• 文書

お役立ち情報|フォスタージャーナル

個人事業主が住所を変更する際に必要な手続きは?開業届は必要なのか?

  • Facebook
  • Twitter
  • note

2023年04月20日

個人事業主が住居や店舗の移転による住所変更を行う際には、税務署に開業届(個人事業の開業・廃業等届出書)を提出することになります。
従業員を雇用している場合には所轄の年金事務所への届出が必須です。

ここでは、個人事業主が住所変更をする際に求められる手続きの方法についてご紹介します。

・個人事業主の住所変更に必要な届け出の詳細

・納税地が変わる場合に必要な届け出の詳細

・住所変更したときの確定申告の場所

・海外へ移転する場合

住所変更した時の手続き

個人事業主は事業をスタートする際、所轄の税務署宛に開業届(個人事業の開業・廃業等届出書)を提出するのが一般的です。

開業届に記載した「納税地」および「事業所」の所在地が引っ越しなどで変わる場合、住所変更のための手続きが必要となります。

• 依頼事項
a – 個人事業主の住所変更に関する文書によると、従業員を雇用している場合、どこへの届出が必須ですか?
b – 文書のうち、「お役立ち情報|フォスタージャーナル」で始まり「の方法についてご紹介します。」に至るまでの部分を、そのまま正確に書き写してください。

• 提供データ

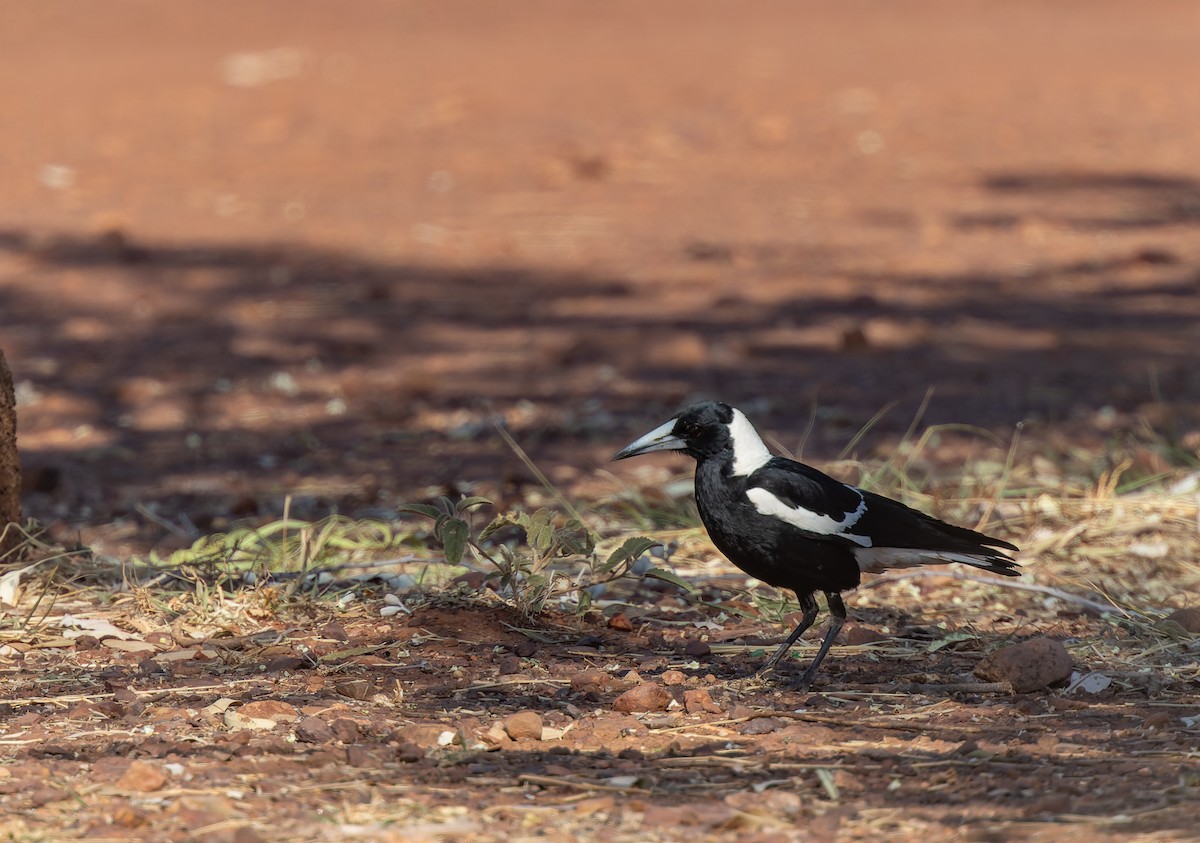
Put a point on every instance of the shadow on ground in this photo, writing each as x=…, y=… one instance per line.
x=214, y=380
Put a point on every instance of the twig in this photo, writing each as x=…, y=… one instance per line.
x=1102, y=608
x=553, y=782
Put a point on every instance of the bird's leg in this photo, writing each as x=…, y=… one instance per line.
x=838, y=617
x=809, y=605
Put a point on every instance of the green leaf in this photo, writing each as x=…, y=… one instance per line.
x=670, y=577
x=498, y=522
x=474, y=502
x=454, y=539
x=420, y=509
x=628, y=552
x=952, y=638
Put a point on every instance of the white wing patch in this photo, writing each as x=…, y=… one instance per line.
x=874, y=560
x=749, y=452
x=808, y=520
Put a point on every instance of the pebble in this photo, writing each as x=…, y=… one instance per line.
x=645, y=697
x=143, y=778
x=699, y=700
x=1188, y=619
x=523, y=725
x=313, y=730
x=1029, y=665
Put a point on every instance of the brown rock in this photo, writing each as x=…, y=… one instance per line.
x=621, y=622
x=143, y=778
x=1188, y=619
x=523, y=725
x=857, y=634
x=247, y=833
x=699, y=700
x=496, y=735
x=357, y=689
x=41, y=796
x=592, y=681
x=270, y=710
x=345, y=729
x=313, y=730
x=645, y=697
x=1029, y=665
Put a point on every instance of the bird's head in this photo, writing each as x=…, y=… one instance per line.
x=703, y=430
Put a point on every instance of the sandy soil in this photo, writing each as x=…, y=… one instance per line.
x=251, y=251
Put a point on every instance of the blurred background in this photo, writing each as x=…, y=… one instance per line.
x=258, y=250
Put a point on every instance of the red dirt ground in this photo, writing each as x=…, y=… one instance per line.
x=258, y=250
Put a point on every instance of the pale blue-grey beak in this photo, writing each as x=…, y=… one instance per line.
x=660, y=438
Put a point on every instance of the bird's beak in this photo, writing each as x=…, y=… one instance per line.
x=660, y=438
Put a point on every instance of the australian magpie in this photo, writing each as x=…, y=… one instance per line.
x=792, y=526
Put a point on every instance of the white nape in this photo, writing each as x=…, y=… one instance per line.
x=749, y=452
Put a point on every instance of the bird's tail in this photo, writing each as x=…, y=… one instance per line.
x=874, y=560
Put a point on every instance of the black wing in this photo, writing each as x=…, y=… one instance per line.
x=891, y=524
x=807, y=489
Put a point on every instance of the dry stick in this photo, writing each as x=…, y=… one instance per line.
x=1103, y=608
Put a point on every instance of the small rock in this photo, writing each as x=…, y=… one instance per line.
x=345, y=729
x=645, y=697
x=335, y=632
x=699, y=700
x=271, y=710
x=496, y=735
x=592, y=681
x=1029, y=665
x=357, y=689
x=761, y=725
x=41, y=796
x=313, y=730
x=409, y=753
x=246, y=833
x=143, y=778
x=1188, y=619
x=523, y=725
x=857, y=634
x=621, y=622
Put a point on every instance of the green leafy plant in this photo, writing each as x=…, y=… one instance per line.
x=532, y=552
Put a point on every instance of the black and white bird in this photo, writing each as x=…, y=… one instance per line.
x=790, y=525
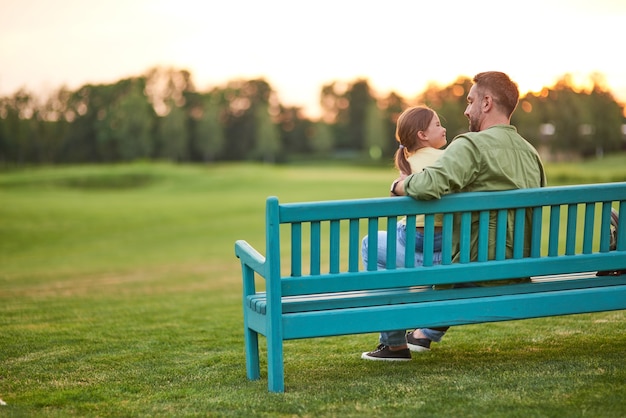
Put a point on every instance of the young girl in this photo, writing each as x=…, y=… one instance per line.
x=420, y=137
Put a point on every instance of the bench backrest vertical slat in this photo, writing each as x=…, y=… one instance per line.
x=296, y=249
x=465, y=237
x=589, y=227
x=502, y=220
x=605, y=233
x=446, y=238
x=354, y=244
x=483, y=235
x=392, y=232
x=429, y=233
x=570, y=234
x=335, y=246
x=409, y=258
x=372, y=244
x=537, y=227
x=519, y=233
x=274, y=295
x=621, y=229
x=316, y=248
x=555, y=221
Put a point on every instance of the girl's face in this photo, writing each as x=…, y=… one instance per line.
x=435, y=135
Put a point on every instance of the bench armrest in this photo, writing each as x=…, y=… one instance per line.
x=250, y=257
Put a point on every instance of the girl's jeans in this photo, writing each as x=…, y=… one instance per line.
x=398, y=337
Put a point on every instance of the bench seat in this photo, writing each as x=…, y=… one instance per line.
x=312, y=283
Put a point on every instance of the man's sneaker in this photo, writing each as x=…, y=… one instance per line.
x=417, y=344
x=384, y=353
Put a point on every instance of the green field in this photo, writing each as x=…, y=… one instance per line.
x=120, y=296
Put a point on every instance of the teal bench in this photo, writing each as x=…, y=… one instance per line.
x=311, y=282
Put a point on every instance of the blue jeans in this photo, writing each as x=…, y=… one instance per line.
x=398, y=337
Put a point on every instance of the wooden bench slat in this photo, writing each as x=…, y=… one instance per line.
x=313, y=283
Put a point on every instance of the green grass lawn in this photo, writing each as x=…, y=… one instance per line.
x=120, y=296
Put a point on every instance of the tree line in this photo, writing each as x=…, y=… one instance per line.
x=160, y=115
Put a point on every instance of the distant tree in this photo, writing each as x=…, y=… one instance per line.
x=323, y=140
x=267, y=142
x=209, y=134
x=125, y=131
x=295, y=131
x=172, y=133
x=375, y=133
x=391, y=106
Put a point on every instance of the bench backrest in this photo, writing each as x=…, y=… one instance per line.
x=315, y=247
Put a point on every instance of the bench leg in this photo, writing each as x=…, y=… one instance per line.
x=252, y=354
x=275, y=368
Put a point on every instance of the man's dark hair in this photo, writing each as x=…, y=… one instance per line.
x=503, y=90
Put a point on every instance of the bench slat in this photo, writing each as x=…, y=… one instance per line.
x=454, y=312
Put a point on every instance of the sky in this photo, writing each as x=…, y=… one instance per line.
x=299, y=46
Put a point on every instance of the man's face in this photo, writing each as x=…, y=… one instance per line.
x=473, y=109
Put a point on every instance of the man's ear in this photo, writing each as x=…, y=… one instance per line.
x=487, y=103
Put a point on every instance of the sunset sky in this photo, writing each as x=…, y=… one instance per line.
x=298, y=46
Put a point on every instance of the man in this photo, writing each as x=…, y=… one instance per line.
x=492, y=156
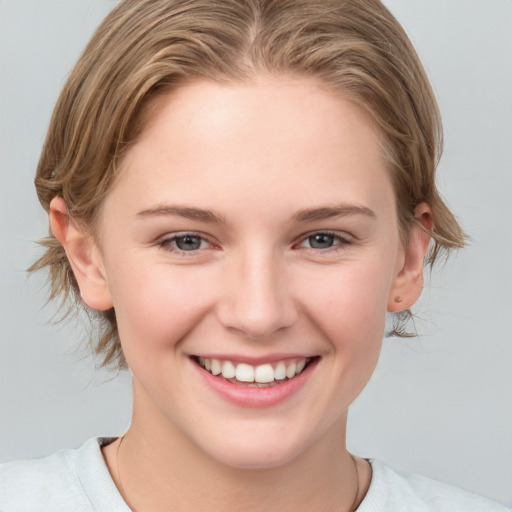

• 回答
a – 所轄の年金事務所への届出です。

b –
お役立ち情報|フォスタージャーナル

個人事業主が住所を変更する際に必要な手続きは?開業届は必要なのか?

  • Facebook
  • Twitter
  • note

2023年04月20日

個人事業主が住居や店舗の移転による住所変更を行う際には、税務署に開業届(個人事業の開業・廃業等届出書)を提出することになります。
従業員を雇用している場合には所轄の年金事務所への届出が必須です。

ここでは、個人事業主が住所変更をする際に求められる手続きの方法についてご紹介します。